Exercise instructions> Please print every record below exactly as it appears.

Supplied material>

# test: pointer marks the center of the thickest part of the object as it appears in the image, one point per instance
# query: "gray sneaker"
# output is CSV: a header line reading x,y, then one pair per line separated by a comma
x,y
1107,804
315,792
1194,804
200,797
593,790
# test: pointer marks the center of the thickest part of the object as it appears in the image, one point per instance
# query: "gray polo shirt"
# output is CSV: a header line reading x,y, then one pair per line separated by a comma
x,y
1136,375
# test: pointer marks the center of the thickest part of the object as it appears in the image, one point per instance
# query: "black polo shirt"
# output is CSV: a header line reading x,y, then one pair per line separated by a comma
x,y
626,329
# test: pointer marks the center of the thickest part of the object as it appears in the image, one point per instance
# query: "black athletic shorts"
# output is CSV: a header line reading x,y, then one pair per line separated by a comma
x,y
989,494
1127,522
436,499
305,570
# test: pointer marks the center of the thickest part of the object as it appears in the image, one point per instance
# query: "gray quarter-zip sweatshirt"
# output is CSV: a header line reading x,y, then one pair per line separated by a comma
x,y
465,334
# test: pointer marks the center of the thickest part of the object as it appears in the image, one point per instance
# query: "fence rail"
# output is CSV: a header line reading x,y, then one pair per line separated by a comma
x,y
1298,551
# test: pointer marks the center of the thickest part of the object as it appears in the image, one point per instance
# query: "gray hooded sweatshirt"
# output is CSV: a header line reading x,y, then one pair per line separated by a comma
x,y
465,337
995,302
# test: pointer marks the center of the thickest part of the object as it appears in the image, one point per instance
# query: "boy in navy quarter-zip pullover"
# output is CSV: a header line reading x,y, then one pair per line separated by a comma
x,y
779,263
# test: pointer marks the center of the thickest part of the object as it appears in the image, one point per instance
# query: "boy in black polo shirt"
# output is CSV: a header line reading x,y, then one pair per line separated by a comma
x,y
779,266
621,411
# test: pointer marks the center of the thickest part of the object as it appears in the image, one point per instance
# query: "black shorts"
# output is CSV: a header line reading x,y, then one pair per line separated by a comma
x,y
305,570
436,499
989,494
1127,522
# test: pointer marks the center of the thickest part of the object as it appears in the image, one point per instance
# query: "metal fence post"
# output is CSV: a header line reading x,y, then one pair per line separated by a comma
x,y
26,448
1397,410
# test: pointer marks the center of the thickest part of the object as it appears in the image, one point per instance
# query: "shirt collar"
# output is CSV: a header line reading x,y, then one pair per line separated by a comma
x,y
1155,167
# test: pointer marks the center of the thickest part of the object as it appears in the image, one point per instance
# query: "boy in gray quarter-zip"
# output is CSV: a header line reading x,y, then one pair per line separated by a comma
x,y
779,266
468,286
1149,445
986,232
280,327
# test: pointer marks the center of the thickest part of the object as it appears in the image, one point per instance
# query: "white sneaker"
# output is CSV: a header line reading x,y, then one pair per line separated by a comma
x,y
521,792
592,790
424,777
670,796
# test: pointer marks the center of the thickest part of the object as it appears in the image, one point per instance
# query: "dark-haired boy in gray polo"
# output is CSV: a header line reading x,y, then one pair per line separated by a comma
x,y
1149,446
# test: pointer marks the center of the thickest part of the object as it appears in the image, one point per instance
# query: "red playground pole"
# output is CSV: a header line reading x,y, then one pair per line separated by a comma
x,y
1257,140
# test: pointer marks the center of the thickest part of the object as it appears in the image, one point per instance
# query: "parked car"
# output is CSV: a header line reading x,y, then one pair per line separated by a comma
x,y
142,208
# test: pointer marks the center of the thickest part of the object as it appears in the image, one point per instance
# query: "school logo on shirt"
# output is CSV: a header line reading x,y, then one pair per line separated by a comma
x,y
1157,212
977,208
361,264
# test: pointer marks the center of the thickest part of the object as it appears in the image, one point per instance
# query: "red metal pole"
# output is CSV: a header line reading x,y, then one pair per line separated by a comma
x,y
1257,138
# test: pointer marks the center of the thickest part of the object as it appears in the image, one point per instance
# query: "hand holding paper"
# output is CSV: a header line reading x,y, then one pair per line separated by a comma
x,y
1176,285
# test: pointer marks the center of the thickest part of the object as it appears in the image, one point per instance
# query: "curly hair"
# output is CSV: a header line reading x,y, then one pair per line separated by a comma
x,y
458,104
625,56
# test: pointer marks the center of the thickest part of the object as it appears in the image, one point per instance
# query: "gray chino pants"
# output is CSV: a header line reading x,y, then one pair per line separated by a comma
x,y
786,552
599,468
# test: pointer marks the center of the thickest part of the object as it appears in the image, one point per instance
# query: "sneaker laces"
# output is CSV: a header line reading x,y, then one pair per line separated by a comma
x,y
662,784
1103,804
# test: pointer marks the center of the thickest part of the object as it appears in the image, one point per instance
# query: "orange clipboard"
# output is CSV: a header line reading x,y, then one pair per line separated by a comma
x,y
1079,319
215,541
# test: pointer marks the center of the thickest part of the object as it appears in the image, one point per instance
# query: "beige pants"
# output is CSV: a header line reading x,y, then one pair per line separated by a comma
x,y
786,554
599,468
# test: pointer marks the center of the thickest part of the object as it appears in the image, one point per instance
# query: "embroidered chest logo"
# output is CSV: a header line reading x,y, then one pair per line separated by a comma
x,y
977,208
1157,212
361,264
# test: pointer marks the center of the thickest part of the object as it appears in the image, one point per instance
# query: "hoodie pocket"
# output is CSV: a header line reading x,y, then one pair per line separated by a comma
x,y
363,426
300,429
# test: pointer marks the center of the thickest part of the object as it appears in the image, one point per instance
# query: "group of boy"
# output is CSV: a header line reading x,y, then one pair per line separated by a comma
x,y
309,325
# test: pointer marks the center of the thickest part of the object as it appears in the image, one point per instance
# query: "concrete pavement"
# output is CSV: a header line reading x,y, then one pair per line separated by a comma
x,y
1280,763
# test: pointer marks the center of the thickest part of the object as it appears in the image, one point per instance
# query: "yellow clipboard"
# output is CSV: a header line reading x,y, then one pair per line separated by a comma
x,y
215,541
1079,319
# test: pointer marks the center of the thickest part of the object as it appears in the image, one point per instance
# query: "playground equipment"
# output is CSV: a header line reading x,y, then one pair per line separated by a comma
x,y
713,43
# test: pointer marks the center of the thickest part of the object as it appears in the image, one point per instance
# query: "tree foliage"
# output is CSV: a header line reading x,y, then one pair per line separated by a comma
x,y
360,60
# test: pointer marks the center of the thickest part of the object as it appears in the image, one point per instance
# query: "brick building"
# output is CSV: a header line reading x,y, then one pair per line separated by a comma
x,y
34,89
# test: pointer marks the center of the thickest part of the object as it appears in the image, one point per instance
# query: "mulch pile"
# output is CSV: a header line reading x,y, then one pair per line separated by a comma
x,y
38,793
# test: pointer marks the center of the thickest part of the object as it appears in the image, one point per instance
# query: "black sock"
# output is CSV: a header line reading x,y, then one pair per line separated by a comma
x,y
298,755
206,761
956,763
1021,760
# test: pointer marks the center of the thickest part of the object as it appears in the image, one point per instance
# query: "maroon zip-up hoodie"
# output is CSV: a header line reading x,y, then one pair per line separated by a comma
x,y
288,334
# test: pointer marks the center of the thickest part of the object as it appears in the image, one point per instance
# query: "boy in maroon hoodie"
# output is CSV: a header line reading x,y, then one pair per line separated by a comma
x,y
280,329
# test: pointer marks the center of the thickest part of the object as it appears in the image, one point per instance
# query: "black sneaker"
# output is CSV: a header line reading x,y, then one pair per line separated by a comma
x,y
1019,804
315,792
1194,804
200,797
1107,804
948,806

Expected answer>
# test: pointer marks the center of the thickest part of the object as it appears in the image, one point per instance
# query: "gray sneaker"
# output is CSV: a header line reading x,y, then one pair per line separated by a comma
x,y
1107,804
315,792
1194,804
200,797
593,790
# test: pointer marks the center of the thickest part of the object as it appears in the image, one point per instance
# query: "gray polo shirt"
# output is CSV: a header line reading x,y, then one pair per line separated by a comma
x,y
1136,375
# test: pointer marks the center of the thickest part of the object as it appears in the image, one point per instance
# query: "black polo shirt"
# output is CSV: a header line reading x,y, then one pair per line separated by a comma
x,y
626,329
# test: pointer marks the center of the thickest part of the object as it appears in the image, one point per instance
# query: "black athletic shorts"
# output is CSV: a header line reading x,y, then one pair per line separated by a comma
x,y
989,494
1127,522
436,499
305,570
# test: pointer marks the center of the thickest part of the object as it appears in the image, one point per instance
# query: "gray quarter-zip sweatshirt"
# output is CSV: a header line reading x,y, then one pair per line separated by a comma
x,y
465,334
# test: pointer marks the center of the thickest part of the object as it appears in the image, one point per instance
# query: "fence rail"
# output is CSV: a header line reading x,y, then one pair per line separated by a comma
x,y
1298,551
# test: pointer marks the center of the thickest part of the object as it appears in the image, one point per instance
# query: "gray hooded sweatshirt"
# output is CSV: a header line reading x,y, then one pair per line separated by a comma
x,y
465,337
995,302
# test: pointer marks the center of the thickest part of the object as it appears in the image, one point per instance
# query: "boy in navy quarter-zip pullover"
# output is CSV: a header line reading x,y, then one pair per line separated by a comma
x,y
779,263
# test: pointer marks the center of the thickest part of the object as it appears in the image, one point per instance
# query: "boy in black polo shirt"
# output is CSV: a header line reading x,y, then one pair per line separated by a comma
x,y
779,266
621,411
# test: pointer marks the center of the thickest part of the object as it appears in the image, one point per instance
# query: "black shorts"
# output is CSV: a header line reading x,y, then one pair per line separated by a comma
x,y
305,570
436,499
989,494
1127,522
# test: pointer marks the center of the thickest part of the object as it appears in the image, one point per instance
# query: "metal fence post"
# output is CSV: a header line reading x,y, then one pair per line separated by a comma
x,y
26,448
1397,410
# test: pointer marks the center of the thickest part of the object as it appears in the image, one point per instance
# query: "shirt collar"
# output is CSV: a header line reading x,y, then one pair per line separated by a comma
x,y
1155,167
# test: pointer marks the center of the thickest part of the object as it appears in the image, one point per instance
# query: "boy in gray quarter-zip"
# output is CSV: a header line reading x,y, then one pair per line separated by a comma
x,y
779,266
468,286
1149,445
986,232
280,327
# test: pointer marks the center of the thickest part of the object as it appears in the image, one point per instance
# query: "white sneaker"
# output is CSV: a header line reading x,y, then one pair per line separated by a comma
x,y
521,792
592,790
424,777
670,796
# test: pointer marks the center of the thickest part of the object as it appears in the image, one point per instance
# query: "dark-haired boy in gray polo"
# output is CSV: a header line reading x,y, then one pair per line separated by a comma
x,y
1149,446
# test: pointer marks the center of the thickest part of the object as it appears in the image, one point per instance
# query: "red playground pole"
# output is CSV: a header line reading x,y, then one pair per line separated by a comma
x,y
1257,140
# test: pointer marks the center of the thickest part of the object as it appears in the image, one point per instance
# query: "parked car"
# output is CSV: a header line reading x,y, then one pair per line separated by a comma
x,y
142,208
# test: pointer marks the center of the thickest part of the object as it appears in the image, one point per instance
# query: "school logo on shirt"
# output is CSV: a header line reading x,y, then one pair per line separated by a comma
x,y
1157,212
977,208
361,264
# test: pointer marks the center of the thickest part of the object as it appears in the image, one point per instance
# query: "red metal pole"
# output is CSV: a header line reading x,y, then one pair per line separated by a comma
x,y
1257,138
# test: pointer marks the center of the thickest part of the object as it appears in the image, one point per instance
# query: "hand holding paper"
# output is CSV: a header line reading x,y, then one pair per line separated by a comma
x,y
1176,285
# test: pointer marks the center of the thickest part of the object as it appears in the image, one point per instance
# query: "curly hair"
# output is CSV: a header line reading x,y, then one pair per line separated by a comma
x,y
458,104
625,56
# test: pointer marks the center of the thickest part of the object as it appears in the image, one point per instance
# query: "gray chino pants"
# output is CSV: a header line reading x,y, then one pair per line separated by a comma
x,y
786,552
599,468
# test: pointer marks the center of the thickest part of the object as it appears in the image, one point per instance
# query: "sneaker laces"
# output is CSV: a header line reading x,y, then one pair per line separated by a comma
x,y
662,784
1103,804
# test: pointer marks the center of the thickest part of the object as it appears in the image, one point per instance
# query: "orange clipboard"
# output is CSV: a header line reading x,y, then one pair per line separated by a comma
x,y
1079,319
215,541
# test: pointer marks the center of the thickest part of the object as it appears in the image, one point per instance
# query: "beige pants"
# output is CSV: a header line reading x,y, then one pair per line separated by a comma
x,y
786,554
599,468
# test: pointer marks the center of the thickest part of the object as it appears in the image, one point per instance
# query: "embroidered chest logo"
# output is CSV: a header line reading x,y, then one pair per line separated by a comma
x,y
977,208
1157,212
361,264
# test: pointer marks the center of the thickest part of the object as it appears in the image, one point per instance
# query: "hoodie pocket"
# output is CSV: a header line reading x,y, then one pair per line separated by a comma
x,y
363,426
300,429
# test: pointer marks the center of the thickest part of the object as it appears in the image, one point per instance
# query: "group of boy"
# output is CSV: a header line reading x,y, then one pair per line separated by a comma
x,y
309,325
# test: pointer marks the center of the thickest part of the object as it appears in the image, one point per instance
# query: "concrete pavement"
# output is CSV: a header line reading x,y, then one pair per line separated by a comma
x,y
1280,763
# test: pointer marks the center of the thickest part of the object as it appears in the image, one point per instance
# query: "yellow clipboard"
# output is CSV: a header line reading x,y, then one pair per line separated by a comma
x,y
215,541
1079,319
# test: pointer marks the center of the thickest part of the object as it appears in the image, one point per instance
# query: "playground equipment"
# output is CSV: a header line reading x,y, then one pair per line separated by a comma
x,y
713,43
# test: pointer marks the center of the thickest part of the object as it appears in the image, one point per instance
# query: "tree foliage"
# output is CSV: a header line reading x,y, then one pair per line separated by a comma
x,y
360,60
# test: pointer marks the center of the thickest part of the object as it appears in the image, one point per instance
# query: "brick building"
# output is CSV: a header line reading x,y, then one pair per line separated by a comma
x,y
34,89
# test: pointer marks the center of the thickest part of the object as it appears in the image, one point per instance
# query: "mulch pile"
# output is CSV: a header line reading x,y, then one pair per line separated by a comma
x,y
38,793
# test: pointer marks the center of the thickest part of the object as it appears in the image, one point per instance
# query: "black sock"
# output is CSV: a header line reading x,y, then one pair per line separated by a comma
x,y
298,755
206,761
956,763
1021,760
# test: pointer marks the center of the thickest part of the object as it appears in the image, one point per instance
# query: "maroon zip-up hoodie"
# output is CSV: a header line reading x,y, then one pair per line separated by a comma
x,y
288,334
# test: pointer marks the center of the thickest part of the object as it appears in the image, one point per instance
# query: "boy in maroon hoodie"
# output is CSV: a header line reading x,y, then one pair per line separated by a comma
x,y
280,329
# test: pointer marks the center of the thickest part of the object as it appears in the image, one point per instance
# query: "black sneaker"
# output is CSV: a header line reading x,y, then one pair per line separated by a comma
x,y
1019,804
315,792
1194,804
200,797
1107,804
948,806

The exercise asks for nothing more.